:: Exercise objective ::
Transcribe each entry so that nothing differs from the original.

:: Excerpted data ::
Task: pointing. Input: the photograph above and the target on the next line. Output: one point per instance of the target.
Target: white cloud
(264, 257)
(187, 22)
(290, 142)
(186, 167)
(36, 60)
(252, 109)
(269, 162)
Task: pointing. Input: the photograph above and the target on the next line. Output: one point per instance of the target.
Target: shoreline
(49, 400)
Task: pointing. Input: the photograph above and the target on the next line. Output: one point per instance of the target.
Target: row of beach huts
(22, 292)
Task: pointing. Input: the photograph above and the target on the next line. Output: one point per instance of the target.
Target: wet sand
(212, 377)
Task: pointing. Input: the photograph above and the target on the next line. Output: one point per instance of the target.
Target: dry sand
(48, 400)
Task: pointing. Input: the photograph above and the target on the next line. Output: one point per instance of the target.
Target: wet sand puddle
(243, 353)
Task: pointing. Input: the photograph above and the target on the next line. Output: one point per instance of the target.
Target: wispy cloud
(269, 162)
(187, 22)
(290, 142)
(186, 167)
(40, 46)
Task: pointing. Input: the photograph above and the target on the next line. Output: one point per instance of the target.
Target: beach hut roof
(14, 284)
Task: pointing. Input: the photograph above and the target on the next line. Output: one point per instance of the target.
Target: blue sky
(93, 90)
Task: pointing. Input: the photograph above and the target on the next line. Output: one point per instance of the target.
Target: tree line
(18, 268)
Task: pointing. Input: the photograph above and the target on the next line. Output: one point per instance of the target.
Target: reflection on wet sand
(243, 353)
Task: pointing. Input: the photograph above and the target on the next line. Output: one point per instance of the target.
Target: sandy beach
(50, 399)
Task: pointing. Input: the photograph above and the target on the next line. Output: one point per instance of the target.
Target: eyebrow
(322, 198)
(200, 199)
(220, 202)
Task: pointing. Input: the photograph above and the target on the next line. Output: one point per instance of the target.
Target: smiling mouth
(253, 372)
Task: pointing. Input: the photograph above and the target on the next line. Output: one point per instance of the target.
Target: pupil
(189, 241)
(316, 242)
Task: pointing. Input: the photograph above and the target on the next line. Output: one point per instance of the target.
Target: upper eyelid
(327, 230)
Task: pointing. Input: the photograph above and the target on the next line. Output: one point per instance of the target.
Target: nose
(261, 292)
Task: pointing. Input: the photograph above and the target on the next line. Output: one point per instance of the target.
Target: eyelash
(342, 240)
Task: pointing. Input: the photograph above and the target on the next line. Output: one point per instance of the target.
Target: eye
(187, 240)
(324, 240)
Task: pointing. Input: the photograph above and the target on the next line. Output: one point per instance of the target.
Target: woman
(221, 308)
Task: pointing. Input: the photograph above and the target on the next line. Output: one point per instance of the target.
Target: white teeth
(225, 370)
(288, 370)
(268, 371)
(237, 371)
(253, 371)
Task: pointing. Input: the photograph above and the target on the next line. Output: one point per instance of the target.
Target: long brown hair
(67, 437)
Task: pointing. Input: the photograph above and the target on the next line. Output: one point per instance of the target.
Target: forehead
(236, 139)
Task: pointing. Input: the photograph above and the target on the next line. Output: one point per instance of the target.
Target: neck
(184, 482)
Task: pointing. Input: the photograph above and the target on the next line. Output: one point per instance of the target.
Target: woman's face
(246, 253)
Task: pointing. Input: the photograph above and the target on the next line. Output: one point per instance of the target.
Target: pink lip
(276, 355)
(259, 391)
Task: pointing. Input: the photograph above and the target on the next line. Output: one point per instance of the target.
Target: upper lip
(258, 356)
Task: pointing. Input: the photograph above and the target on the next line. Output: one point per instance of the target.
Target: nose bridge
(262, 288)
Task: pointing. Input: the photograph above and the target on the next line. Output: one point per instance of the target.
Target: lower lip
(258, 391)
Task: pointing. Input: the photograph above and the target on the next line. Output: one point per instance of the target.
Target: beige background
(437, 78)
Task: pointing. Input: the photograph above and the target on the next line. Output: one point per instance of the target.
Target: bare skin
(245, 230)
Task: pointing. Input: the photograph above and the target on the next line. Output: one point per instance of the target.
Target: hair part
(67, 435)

:: Solution to this task ::
Task: pointing. Input: the photograph above and the target on the next line. Output: one point per instance of the target.
Target: white cloud
(264, 257)
(187, 22)
(290, 142)
(186, 167)
(36, 60)
(252, 109)
(269, 162)
Task: pointing. Input: the photograph above and the target on the next line. Output: one point per instance of the target.
Target: shoreline
(49, 400)
Task: pointing. Input: the photograph above and the target on the next line. Output: one point per instance of the target.
Target: row of beach huts
(22, 292)
Task: pointing. Input: the photograph above and the target on the next line. Output: one point per instance of the target.
Target: wet sand
(212, 377)
Task: pointing. Input: the photograph above and the target on the next line. Output: one point per instance of the target.
Target: dry sand
(48, 400)
Task: pointing. Input: the photograph above and the target on the next line. Output: one point per instance of the target.
Target: wet sand puddle
(243, 353)
Task: pointing. Input: the photograph above and the target on the next line. Output: one point per instance of the target.
Target: wispy cloud
(269, 162)
(187, 22)
(290, 142)
(186, 167)
(40, 46)
Task: pointing. Input: the photograph above and the target on the next line. Output: one point per instance of the target.
Target: beach hut roof
(14, 284)
Task: pointing. Input: the photograph above and the target on the next line. Output: one point per instance of the target.
Target: blue sky
(93, 90)
Task: pointing. Input: the photograph above and the target on the next line. Output: one point per instance of the target.
Target: tree line
(18, 268)
Task: pointing. Input: the photograph above and the target on the next line. Output: one point per instance of the target.
Target: reflection on wet sand
(243, 353)
Task: pointing. Input: the photograph above and the target on the next line. Output: one point per instance of the target.
Target: sandy beach
(50, 399)
Task: pointing. Input: the photograph above and the target on the next line. Output: one point per instance of the target.
Target: eyebrow
(322, 198)
(200, 199)
(220, 202)
Task: pointing. Input: the photograph above and the target on the next line. Output: one point per instance of the target.
Target: smiling mouth
(253, 372)
Task: pointing. Input: the photograph above and the target on the next line. Output: one point per instance of the target.
Target: pupil
(189, 241)
(316, 242)
Task: pointing. Input: the photograph above and the target on the next line. Output: one point per instance of the target.
Target: upper eyelid
(327, 230)
Task: pointing. Input: the photograph above and the target on the next line. Output: one point per instance of the target.
Target: nose
(261, 292)
Task: pointing. Input: the photograph above and the target on the next line. Output: one point per instance of the target.
Target: eyelash
(342, 240)
Task: pointing. Input: the photograph above and the target on the next line. Output: one point per instance of the target.
Target: eye
(187, 240)
(324, 240)
Task: pointing. Input: the photograph above and the target on the next line. Output: one point per instance of the target.
Target: woman
(221, 308)
Task: pointing. Input: the photograph above and the target on the next line. Output: one point per instance of the target.
Target: white teeth
(225, 370)
(288, 370)
(268, 371)
(237, 371)
(253, 371)
Task: pointing. Input: the photograph above and the target on the next line. Output: one point per instance of the target.
Target: long brown hair
(67, 437)
Task: pointing. Input: the photograph above and the target on the next line. Output: one point per instance of the target.
Target: forehead
(236, 139)
Task: pointing. Input: the photograph above and the target on the next line. Output: one point per instance of the target.
Target: neck
(184, 482)
Task: pointing. Input: the photograph above and the target on the next line. Output: one point per instance of the target.
Target: woman's face
(246, 253)
Task: pointing. Input: the photograph above and the target on the next line. Output: one point per instance of the target.
Target: pink lip
(276, 355)
(259, 391)
Task: pointing. Input: the photograph above and the target on the next line. Output: one point per instance of the target.
Target: upper lip
(258, 356)
Task: pointing. Input: the photograph above and the target on the next line. Output: one point per instance of the target.
Target: nose bridge
(262, 288)
Task: pointing. Input: the photograph above and the target on the next line. Output: one point per instance of the target.
Target: lower lip
(258, 391)
Task: pointing. Input: the photograph above and the target on the next line. Output: one point per instance of the target.
Target: beige background
(437, 78)
Task: pointing. Input: the photograph above and the target on the next line. Output: one point per instance of the target.
Target: bare skin
(245, 230)
Task: pointing. Input: the photograph above and the target on the next line. Output: one point per instance of the target.
Target: hair part
(67, 435)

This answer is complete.